▶ [COMPLETE THE FOLLOWING]
#1 In the opening paragraph of the 80s college rock flashback post, find every word or phrase set inside quotation marks and list them.
#2 Pick up the 80s college rock flashback post after its last line and write the next part.
EXTRACT TO READ start
Friday, April 29, 2011

Friday 80s Flashback for April 29, 2011


[College Rock] -- I turn 43 this week. Now, how do I work my birthday into one of my weekly 80s post? By looking at the years that, in my opinion, most defined me. I'm a believer in the saying that home is where you find out who you are. For me, that would be college ("We are! Penn State!"). And my college years coincided with the heyday of the musical genre known as College Rock, so named because this "alternative" to pop mainstream found a home on many a college radio station. Although known for many independent artists and giving the world "Alternative Rock" (right after its biggest acts went mainstream), College Radio gave rise to such (now) well-known bands as U2 and R.E.M. So, for my birthday, you 80s-philes get quite a gift with this flashback. You know, of course, I won't go the "easy" route with my selections. But can you guess what gems we'll unwrap this week? Read and hear more after the jump.


Star-divide
Flashback #1
"And the ones that love us least  |  are the ones we'll try to please  |  If it's any consolation, I don't begin to understand."
EXTRACT TO READ end
ROWS start
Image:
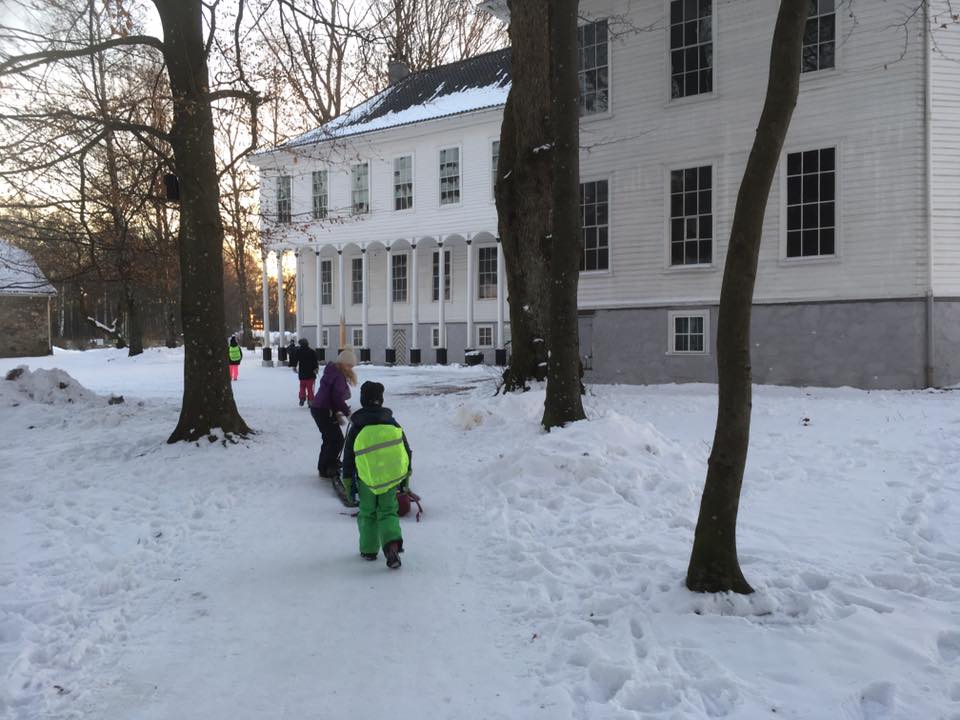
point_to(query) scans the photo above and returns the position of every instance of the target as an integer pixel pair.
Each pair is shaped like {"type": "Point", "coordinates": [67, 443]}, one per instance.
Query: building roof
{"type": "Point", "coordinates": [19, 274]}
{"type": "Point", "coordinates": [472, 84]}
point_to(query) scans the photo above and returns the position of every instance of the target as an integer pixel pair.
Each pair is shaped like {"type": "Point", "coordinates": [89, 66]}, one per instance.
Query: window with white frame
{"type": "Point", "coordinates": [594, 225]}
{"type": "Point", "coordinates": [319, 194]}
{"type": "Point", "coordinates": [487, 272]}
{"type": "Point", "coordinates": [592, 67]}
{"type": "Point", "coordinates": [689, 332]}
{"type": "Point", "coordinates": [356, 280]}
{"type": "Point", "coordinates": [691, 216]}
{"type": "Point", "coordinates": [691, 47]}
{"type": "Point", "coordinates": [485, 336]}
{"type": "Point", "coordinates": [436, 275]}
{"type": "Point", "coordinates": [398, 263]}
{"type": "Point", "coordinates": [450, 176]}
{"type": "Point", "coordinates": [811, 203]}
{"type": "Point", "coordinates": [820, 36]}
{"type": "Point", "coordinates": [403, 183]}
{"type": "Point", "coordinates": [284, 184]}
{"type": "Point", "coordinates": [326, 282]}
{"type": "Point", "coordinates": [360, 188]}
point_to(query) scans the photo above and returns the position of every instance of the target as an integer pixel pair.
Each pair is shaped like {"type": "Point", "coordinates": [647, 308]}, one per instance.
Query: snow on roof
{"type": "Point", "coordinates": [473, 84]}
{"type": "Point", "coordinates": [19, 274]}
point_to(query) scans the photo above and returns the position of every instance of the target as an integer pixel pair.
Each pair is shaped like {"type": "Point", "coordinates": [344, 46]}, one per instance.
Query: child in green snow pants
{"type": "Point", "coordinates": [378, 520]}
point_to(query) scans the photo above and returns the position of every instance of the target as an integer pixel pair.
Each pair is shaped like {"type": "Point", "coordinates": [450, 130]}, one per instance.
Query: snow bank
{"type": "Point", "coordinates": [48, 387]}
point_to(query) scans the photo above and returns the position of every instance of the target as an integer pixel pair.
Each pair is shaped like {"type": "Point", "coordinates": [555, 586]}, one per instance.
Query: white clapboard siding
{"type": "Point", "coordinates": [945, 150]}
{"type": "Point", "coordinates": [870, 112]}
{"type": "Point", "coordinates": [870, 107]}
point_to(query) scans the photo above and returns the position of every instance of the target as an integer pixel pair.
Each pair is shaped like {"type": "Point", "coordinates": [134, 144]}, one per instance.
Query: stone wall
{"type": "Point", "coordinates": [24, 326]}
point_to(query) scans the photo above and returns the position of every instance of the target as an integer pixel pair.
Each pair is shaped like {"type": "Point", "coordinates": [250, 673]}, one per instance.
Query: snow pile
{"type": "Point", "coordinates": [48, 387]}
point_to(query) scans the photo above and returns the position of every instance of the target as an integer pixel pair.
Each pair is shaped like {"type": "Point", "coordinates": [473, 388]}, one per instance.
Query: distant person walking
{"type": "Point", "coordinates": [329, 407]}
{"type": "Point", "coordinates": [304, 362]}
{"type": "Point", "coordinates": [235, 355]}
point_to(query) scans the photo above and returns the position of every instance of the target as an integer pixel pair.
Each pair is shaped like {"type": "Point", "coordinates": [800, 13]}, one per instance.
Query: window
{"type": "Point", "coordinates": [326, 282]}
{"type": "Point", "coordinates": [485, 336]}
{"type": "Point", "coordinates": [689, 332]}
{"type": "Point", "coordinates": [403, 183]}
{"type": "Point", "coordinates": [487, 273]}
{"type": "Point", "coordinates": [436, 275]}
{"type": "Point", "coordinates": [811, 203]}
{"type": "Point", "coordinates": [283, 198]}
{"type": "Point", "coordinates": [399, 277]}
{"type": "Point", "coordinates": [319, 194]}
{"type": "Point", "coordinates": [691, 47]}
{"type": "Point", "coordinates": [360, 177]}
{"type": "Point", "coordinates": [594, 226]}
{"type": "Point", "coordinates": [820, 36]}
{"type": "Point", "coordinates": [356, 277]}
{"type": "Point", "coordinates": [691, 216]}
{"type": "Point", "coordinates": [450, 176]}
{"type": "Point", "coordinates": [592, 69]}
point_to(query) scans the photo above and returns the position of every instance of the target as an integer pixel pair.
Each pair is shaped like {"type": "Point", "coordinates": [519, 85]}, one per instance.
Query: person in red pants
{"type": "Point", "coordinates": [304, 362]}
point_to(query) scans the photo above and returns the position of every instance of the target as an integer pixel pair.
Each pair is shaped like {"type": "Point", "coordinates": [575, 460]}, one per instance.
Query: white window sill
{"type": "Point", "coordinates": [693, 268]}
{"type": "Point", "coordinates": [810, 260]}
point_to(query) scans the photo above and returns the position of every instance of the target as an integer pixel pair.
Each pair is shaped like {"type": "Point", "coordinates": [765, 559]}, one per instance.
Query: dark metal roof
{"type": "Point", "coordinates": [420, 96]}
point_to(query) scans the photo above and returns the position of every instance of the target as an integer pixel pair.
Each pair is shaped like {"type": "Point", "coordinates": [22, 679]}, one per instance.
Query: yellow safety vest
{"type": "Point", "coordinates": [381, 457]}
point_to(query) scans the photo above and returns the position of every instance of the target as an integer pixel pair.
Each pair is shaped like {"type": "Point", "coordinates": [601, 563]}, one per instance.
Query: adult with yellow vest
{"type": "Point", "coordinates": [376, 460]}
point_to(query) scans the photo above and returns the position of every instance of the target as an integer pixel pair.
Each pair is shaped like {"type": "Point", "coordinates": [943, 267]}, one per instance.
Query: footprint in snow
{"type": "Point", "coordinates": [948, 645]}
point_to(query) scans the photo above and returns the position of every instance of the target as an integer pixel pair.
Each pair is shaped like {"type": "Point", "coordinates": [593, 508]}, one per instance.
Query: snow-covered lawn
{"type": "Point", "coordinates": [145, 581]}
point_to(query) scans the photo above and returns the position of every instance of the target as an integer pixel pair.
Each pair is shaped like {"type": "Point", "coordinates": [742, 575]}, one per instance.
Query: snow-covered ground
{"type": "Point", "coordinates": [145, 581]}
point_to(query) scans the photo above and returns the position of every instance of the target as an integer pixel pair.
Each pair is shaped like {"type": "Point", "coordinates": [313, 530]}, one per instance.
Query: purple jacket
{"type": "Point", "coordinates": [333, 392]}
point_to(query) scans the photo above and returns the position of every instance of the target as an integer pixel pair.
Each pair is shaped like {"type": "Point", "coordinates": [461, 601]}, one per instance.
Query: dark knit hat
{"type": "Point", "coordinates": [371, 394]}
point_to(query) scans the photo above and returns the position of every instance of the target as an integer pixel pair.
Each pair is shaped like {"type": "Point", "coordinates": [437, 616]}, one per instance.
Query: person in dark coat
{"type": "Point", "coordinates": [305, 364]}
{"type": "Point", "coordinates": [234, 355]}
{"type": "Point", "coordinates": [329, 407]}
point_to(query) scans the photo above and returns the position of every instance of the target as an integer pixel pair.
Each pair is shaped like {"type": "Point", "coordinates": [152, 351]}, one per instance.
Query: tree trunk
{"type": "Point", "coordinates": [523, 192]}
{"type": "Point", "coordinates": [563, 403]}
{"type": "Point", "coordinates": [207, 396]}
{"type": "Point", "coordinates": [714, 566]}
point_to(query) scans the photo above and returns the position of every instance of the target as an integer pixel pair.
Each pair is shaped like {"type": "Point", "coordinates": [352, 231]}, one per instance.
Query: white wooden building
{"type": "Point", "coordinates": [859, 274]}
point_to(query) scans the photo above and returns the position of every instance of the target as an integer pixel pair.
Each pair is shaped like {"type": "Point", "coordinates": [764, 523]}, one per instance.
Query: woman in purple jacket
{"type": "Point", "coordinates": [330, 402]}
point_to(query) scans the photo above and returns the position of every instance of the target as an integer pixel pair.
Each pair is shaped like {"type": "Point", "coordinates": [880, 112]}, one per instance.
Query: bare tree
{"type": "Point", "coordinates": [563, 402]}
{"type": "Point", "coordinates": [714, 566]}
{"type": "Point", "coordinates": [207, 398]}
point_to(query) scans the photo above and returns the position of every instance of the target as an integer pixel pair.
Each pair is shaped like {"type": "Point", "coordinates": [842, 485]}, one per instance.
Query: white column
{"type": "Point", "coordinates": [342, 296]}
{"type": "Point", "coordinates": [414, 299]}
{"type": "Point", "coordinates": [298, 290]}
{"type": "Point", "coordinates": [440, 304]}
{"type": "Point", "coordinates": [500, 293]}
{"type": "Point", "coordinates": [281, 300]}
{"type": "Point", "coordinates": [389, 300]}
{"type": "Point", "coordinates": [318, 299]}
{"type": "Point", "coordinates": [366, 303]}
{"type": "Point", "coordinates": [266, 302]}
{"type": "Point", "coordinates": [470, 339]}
ROWS end
ROWS start
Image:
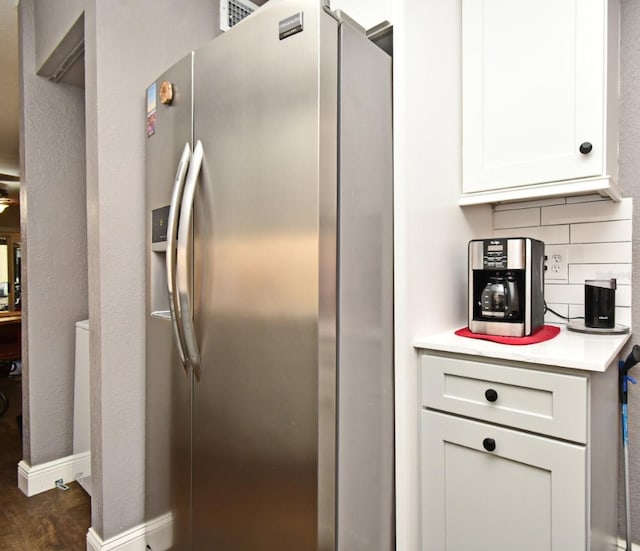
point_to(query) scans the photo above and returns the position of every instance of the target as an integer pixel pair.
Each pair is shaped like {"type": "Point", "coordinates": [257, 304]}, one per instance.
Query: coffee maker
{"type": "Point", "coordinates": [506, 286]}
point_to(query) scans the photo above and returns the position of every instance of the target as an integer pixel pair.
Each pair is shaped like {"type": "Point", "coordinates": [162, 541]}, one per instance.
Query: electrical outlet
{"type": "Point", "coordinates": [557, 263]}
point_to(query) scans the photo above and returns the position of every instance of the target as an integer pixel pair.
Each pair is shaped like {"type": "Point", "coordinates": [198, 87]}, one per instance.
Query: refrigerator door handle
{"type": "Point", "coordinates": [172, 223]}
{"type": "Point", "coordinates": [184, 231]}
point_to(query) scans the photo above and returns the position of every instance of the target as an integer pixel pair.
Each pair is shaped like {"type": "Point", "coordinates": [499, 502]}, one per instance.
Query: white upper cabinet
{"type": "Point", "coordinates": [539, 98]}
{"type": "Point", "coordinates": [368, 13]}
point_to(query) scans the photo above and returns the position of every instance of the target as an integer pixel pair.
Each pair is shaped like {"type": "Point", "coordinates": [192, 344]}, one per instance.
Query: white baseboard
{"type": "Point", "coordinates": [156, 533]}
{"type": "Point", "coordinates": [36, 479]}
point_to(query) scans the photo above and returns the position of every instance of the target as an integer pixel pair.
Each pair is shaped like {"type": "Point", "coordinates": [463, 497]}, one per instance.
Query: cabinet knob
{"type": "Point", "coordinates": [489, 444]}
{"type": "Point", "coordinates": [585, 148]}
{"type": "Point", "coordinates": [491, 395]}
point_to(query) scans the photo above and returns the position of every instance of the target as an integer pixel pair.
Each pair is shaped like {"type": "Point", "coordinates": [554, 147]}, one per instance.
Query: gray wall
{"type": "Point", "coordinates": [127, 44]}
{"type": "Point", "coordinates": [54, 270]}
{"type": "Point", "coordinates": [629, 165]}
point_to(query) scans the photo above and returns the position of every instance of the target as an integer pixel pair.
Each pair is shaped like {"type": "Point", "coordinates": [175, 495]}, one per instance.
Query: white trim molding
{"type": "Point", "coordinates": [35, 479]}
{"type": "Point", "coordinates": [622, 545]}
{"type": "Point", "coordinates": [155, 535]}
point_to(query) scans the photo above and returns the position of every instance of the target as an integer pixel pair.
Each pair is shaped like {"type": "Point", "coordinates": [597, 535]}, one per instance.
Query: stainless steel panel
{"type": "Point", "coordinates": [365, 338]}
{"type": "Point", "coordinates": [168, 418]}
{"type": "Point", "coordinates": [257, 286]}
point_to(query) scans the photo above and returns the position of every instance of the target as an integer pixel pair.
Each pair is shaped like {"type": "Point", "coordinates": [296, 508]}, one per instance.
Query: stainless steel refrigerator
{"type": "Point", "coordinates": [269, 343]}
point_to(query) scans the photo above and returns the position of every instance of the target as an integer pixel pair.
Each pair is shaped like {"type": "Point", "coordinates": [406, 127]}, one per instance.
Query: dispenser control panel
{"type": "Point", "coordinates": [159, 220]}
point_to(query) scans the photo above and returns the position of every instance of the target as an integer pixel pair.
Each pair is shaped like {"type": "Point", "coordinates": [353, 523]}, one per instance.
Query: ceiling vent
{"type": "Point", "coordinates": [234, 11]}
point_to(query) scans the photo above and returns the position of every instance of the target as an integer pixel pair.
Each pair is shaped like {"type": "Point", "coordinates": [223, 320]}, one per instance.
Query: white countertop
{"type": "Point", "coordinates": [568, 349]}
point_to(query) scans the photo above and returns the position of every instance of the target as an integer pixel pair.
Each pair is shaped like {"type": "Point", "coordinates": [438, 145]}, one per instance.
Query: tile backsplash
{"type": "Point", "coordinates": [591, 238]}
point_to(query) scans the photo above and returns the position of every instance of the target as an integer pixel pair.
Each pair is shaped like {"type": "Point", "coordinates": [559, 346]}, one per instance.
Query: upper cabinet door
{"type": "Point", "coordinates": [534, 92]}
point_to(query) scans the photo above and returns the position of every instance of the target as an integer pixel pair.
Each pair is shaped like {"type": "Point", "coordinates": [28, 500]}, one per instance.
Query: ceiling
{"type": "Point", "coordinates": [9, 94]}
ROWS end
▶ [RESULTS BY TASK]
#1
- We are! Penn State!
- alternative
- Alternative Rock
- easy

#2
If any one band of the 80s could capture the combination of angst, rebellion, and skewed self-image that accompanied most students as they navigated their college years, The Replacements would be that band. The Mats, as they are often called by their fans, formed in 1979 and were active up until the advent of the 90s. Inspired in equal parts by 70s punk as well as the more melodic offerings of bands such as The Beatles and Big Star, The Mats were a drunken revelation with their self-deprecating lyrics and brusing live shows. Our first flashback of the day is lifted from their 1985 release, Tim, which ranks on Rolling Stone's 2003 list of the greatest 500 albums of all time and sits at #4 on the Alternative Press list of the top 99 albums of 1985-1995. But even with all the advance and critical praise Tim received, it barely cracked Billboard Music's top 200. "Bastards of Young" is a swaggering, jangled and nearly abusive ode to the struggles of working class Americans. College students, at least those who had to keep their grades up while working to pay for their books and education, took it as their anthem as well. If you've never heard of The Replacements, it's high time we complete your, um, education. 






Flashback #2
"Wish I new what you were looking for | I might have known what you would find."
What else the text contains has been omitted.